1. ## interest help

Suppose you invest $3000 in an account that pays 5.9% interest compounded continuously.You leave the money in the account without making any additional deposits or withdraws. After 7 years the account will be worth$________

To the nearest 10th of a year, it will take _____years for the money in the account to double.

2. Originally Posted by prissy26
Suppose you invest $3000 in an account that pays 5.9% interest compounded continuously.You leave the money in the account without making any additional deposits or withdraws. After 7 years the account will be worth$________

To the nearest 10th of a year, it will take _____years for the money in the account to double.
These are formula problems. Your course materials should have supplied the formula.

Evaluate:
$3000*e^{0.059*7} = ??$

Solve for t
$3000*e^{0.059*t} = 6000$

3. huh?

4. Okay, Ty, that was not an encouraging response. It's time to back up a hair and see where you are so I can quit guessing.

These are test questions to get you started...

Why are you asking these questions?
What class are you in?
What is the nature of your study? Online, self, classroom?
Do you have a local advisor or tutor?
Do you have a book?
What is your motivation for your studies? Required? Fun? Found a book on the street?
Have you ever met a logarithm or the number "e"?

If you are not familiar with the most basic notation, we do have to back up to get it or you're going to have to start using magic.

5. Originally Posted by prissy26
Suppose you invest $3000 in an account that pays 5.9% interest compounded continuously.You leave the money in the account without making any additional deposits or withdraws. After 7 years the account will be worth$________

To the nearest 10th of a year, it will take _____years for the money in the account to double.
Originally Posted by TKHunny
These are formula problems. Your course materials should have supplied the formula.

Evaluate:
$3000*e^{0.059*7} = ??$

Solve for t
$3000*e^{0.059*t} = 6000$
The formula is
$P = Ae^{rt}$
where P is principle, A is the initial amount invested, r is the rate, and t is the time.

-Dan

• Description of the task
Retype the passage of the compound interest thread above, starting at "Have you ever" and ending at "start using magic.".

• Record list
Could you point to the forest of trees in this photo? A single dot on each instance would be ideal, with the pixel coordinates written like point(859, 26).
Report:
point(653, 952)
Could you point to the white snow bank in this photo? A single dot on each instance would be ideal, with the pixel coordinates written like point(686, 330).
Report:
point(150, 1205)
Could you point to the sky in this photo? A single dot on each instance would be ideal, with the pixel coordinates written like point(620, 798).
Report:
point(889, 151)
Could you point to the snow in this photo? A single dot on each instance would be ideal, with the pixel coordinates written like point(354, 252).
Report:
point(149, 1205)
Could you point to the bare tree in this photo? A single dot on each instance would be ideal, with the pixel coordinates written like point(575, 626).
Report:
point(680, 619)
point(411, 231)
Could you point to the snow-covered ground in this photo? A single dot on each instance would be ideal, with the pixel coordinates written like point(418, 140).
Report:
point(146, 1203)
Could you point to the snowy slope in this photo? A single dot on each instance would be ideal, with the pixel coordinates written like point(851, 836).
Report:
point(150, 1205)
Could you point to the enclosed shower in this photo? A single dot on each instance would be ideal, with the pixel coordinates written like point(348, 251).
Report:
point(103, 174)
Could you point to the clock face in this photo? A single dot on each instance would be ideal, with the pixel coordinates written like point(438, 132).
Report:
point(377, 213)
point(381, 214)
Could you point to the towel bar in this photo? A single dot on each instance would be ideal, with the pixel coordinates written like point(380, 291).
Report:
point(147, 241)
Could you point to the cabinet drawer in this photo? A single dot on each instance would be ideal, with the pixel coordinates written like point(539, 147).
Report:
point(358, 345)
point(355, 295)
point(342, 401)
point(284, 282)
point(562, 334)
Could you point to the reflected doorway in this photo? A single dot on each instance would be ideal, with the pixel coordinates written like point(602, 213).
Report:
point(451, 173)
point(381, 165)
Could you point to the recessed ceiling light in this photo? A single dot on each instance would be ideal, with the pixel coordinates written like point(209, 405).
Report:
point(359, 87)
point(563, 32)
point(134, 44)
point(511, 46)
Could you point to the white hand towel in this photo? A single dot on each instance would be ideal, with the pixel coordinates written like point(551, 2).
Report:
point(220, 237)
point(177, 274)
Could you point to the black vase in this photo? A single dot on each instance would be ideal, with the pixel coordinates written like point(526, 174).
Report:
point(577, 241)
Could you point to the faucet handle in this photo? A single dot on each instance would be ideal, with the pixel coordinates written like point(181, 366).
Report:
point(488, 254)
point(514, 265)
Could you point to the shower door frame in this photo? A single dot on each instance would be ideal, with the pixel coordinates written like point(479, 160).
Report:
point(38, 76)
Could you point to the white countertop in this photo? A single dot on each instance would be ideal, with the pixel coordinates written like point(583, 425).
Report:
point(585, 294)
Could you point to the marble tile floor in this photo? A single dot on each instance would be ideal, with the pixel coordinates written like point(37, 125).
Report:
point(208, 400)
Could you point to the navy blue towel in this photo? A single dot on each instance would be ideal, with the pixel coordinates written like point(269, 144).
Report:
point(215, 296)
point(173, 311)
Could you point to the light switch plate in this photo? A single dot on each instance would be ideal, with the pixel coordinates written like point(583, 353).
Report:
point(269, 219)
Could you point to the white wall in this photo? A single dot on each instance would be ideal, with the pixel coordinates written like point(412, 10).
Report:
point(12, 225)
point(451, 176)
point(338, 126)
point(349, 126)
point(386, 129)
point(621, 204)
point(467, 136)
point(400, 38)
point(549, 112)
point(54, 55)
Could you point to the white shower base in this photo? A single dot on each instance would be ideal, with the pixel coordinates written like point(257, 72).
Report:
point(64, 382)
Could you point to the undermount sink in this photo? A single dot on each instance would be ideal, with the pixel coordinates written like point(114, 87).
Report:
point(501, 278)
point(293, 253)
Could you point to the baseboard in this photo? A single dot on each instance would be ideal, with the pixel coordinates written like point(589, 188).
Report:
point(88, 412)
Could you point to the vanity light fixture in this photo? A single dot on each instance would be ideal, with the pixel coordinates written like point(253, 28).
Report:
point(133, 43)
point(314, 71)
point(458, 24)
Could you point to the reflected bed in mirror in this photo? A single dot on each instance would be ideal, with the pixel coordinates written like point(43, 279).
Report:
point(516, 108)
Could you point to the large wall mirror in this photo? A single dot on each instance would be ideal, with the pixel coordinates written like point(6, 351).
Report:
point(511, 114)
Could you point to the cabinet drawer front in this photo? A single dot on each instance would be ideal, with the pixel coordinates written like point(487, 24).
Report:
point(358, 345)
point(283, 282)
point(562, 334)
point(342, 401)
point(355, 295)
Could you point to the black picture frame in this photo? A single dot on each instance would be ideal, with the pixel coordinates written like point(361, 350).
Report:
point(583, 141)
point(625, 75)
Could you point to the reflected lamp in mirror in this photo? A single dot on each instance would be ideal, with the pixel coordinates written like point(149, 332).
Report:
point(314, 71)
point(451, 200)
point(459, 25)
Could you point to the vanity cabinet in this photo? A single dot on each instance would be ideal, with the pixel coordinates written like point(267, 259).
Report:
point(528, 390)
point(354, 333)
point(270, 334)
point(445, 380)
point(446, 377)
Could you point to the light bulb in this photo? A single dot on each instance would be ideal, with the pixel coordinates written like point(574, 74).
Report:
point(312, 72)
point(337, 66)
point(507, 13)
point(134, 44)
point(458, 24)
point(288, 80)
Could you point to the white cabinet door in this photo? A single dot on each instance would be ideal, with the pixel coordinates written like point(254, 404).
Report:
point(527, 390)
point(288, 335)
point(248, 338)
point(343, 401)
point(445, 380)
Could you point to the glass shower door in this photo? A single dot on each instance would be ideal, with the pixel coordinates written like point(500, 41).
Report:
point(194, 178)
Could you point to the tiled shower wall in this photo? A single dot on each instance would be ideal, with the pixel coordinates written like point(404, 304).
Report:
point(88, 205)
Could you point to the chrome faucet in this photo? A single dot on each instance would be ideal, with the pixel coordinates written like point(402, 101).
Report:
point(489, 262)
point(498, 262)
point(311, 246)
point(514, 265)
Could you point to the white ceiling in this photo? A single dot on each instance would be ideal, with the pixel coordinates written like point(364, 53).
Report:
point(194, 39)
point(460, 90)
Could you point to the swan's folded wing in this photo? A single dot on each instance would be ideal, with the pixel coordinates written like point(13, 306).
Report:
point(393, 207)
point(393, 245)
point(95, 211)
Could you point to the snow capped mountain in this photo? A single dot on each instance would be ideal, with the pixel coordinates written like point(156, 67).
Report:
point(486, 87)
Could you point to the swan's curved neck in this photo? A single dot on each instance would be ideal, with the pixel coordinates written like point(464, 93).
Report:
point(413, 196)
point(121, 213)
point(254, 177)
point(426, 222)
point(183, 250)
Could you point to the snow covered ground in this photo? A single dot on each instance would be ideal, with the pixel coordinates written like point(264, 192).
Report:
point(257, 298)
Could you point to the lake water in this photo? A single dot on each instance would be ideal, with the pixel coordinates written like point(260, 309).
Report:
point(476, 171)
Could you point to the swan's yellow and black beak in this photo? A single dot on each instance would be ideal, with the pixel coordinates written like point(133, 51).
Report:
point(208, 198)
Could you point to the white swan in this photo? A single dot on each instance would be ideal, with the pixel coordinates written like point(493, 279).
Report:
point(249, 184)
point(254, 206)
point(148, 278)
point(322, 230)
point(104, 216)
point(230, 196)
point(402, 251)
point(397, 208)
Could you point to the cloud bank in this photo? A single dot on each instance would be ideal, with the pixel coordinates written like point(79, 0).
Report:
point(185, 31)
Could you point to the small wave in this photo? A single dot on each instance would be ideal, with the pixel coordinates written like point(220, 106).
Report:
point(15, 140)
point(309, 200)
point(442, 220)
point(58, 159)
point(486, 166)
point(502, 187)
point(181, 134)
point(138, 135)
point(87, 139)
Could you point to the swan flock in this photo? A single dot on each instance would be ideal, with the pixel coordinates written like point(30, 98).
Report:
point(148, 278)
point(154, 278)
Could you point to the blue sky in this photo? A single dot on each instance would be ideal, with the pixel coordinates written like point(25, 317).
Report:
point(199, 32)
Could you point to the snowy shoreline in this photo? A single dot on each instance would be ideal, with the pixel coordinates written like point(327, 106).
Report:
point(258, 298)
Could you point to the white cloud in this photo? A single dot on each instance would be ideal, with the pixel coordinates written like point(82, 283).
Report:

• The answer
Have you ever met a logarithm or the number "e"?

If you are not familiar with the most basic notation, we do have to back up to get it or you're going to have to start using magic.